* Description of the task *
Reproduce the entries below verbatim, from the line that contains "the grilled sausage." through the end of the entries, with both ends included.

Start Material supplied

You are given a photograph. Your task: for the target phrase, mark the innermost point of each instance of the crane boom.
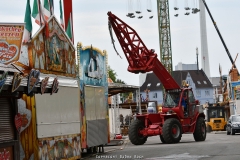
(139, 57)
(215, 25)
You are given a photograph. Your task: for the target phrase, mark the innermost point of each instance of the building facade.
(197, 80)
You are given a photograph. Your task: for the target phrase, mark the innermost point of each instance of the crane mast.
(164, 34)
(139, 57)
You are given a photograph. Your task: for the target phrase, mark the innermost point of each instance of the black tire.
(162, 139)
(134, 136)
(209, 129)
(200, 130)
(232, 132)
(172, 131)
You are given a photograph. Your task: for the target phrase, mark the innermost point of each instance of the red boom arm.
(140, 59)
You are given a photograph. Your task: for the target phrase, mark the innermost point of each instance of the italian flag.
(46, 9)
(28, 23)
(35, 12)
(61, 14)
(69, 28)
(68, 19)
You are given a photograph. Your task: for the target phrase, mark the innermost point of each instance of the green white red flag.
(46, 9)
(36, 12)
(28, 23)
(61, 14)
(67, 5)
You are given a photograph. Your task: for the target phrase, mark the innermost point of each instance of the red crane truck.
(174, 120)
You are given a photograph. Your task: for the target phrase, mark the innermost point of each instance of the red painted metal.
(139, 57)
(143, 60)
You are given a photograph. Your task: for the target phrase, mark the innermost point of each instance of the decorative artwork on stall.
(92, 71)
(23, 118)
(3, 79)
(54, 54)
(17, 79)
(93, 64)
(33, 79)
(10, 42)
(44, 84)
(55, 86)
(5, 154)
(60, 148)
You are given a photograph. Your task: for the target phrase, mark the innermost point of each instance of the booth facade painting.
(10, 42)
(49, 60)
(94, 96)
(52, 52)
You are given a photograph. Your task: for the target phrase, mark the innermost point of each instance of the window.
(198, 93)
(154, 95)
(207, 93)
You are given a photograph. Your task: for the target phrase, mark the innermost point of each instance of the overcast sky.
(90, 22)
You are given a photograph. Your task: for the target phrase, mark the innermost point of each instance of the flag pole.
(40, 12)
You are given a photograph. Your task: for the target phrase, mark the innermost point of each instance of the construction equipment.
(219, 34)
(173, 121)
(216, 120)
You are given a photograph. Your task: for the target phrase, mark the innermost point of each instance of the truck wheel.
(209, 128)
(135, 137)
(172, 131)
(200, 130)
(162, 139)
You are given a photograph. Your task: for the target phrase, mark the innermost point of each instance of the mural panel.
(10, 42)
(52, 51)
(92, 71)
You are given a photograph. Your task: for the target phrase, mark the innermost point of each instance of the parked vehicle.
(216, 120)
(233, 125)
(174, 120)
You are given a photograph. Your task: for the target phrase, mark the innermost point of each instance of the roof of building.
(198, 76)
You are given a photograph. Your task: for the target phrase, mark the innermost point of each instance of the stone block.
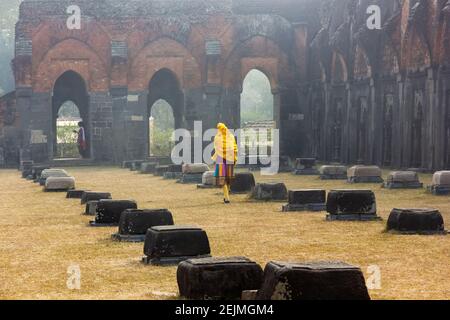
(109, 211)
(45, 174)
(270, 192)
(243, 183)
(165, 245)
(75, 194)
(208, 180)
(403, 180)
(218, 278)
(134, 223)
(59, 183)
(416, 221)
(332, 172)
(305, 166)
(195, 168)
(351, 205)
(364, 174)
(91, 208)
(306, 200)
(313, 281)
(94, 195)
(148, 167)
(440, 184)
(161, 170)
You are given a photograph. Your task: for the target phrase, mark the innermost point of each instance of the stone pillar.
(119, 97)
(100, 126)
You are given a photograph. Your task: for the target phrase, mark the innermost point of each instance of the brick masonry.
(342, 92)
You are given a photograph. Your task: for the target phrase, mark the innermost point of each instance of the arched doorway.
(161, 127)
(66, 128)
(256, 111)
(165, 110)
(70, 96)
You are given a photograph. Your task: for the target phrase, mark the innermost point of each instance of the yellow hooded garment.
(225, 145)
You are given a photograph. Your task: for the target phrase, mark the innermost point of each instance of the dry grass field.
(42, 234)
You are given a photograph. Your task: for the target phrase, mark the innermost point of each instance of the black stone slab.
(94, 195)
(218, 278)
(109, 211)
(416, 221)
(270, 192)
(313, 281)
(169, 244)
(243, 183)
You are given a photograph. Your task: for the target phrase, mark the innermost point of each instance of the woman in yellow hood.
(225, 157)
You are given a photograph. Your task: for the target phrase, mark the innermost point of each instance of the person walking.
(81, 140)
(225, 156)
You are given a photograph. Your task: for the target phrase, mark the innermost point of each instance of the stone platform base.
(333, 177)
(56, 190)
(403, 185)
(172, 175)
(170, 261)
(128, 237)
(191, 178)
(307, 207)
(365, 180)
(306, 172)
(95, 224)
(207, 186)
(439, 191)
(353, 217)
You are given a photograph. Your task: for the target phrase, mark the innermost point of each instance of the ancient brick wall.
(385, 90)
(342, 92)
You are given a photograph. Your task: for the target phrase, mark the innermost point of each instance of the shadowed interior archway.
(70, 86)
(165, 86)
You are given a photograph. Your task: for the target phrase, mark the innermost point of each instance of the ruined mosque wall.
(342, 92)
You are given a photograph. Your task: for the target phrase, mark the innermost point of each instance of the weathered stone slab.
(305, 166)
(270, 191)
(161, 170)
(148, 167)
(208, 181)
(218, 278)
(136, 165)
(243, 183)
(440, 184)
(416, 221)
(37, 170)
(75, 194)
(175, 168)
(51, 173)
(59, 183)
(127, 164)
(403, 180)
(91, 208)
(331, 172)
(173, 244)
(26, 167)
(191, 178)
(306, 200)
(94, 195)
(364, 174)
(313, 281)
(134, 223)
(109, 211)
(195, 168)
(172, 175)
(351, 205)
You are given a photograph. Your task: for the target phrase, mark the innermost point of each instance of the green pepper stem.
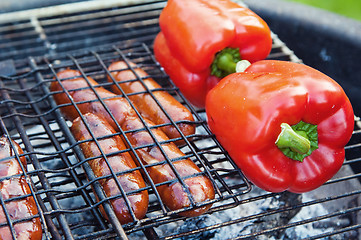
(295, 140)
(226, 63)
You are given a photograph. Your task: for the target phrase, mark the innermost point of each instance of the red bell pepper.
(201, 41)
(284, 124)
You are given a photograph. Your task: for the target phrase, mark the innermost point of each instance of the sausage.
(130, 181)
(147, 105)
(15, 187)
(173, 194)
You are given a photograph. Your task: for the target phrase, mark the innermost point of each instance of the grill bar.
(58, 147)
(62, 175)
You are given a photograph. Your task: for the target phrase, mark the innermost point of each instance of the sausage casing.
(16, 187)
(146, 104)
(173, 195)
(130, 181)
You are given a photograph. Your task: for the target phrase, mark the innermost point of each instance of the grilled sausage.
(146, 104)
(130, 181)
(173, 194)
(16, 187)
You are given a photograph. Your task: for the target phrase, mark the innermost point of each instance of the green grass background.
(348, 8)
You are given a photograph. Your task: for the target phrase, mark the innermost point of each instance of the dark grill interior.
(33, 50)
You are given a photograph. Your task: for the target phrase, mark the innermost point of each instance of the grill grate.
(63, 182)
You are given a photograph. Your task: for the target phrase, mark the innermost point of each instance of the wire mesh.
(66, 187)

End Material supplied

* Solution to this task *
You are given a photograph. Your task: for the target phrase, mark the innermost point of each instance of the grilled sausage.
(146, 104)
(130, 181)
(173, 194)
(16, 187)
You are given a photograph. Your task: for the target phrase, mark the innermost point of each instance of the green grass background.
(348, 8)
You are given a photograph. Your task: for the target phrase, mark the innermost point of each instance of the dark grill interior.
(33, 50)
You are given a photograph. Your task: for the target phrase, mark the innermost point of each instance of the grill grate.
(63, 182)
You are given a photograph. Your task: for the target phrase, mark the innermost point of each instance of the wire mesh.
(66, 187)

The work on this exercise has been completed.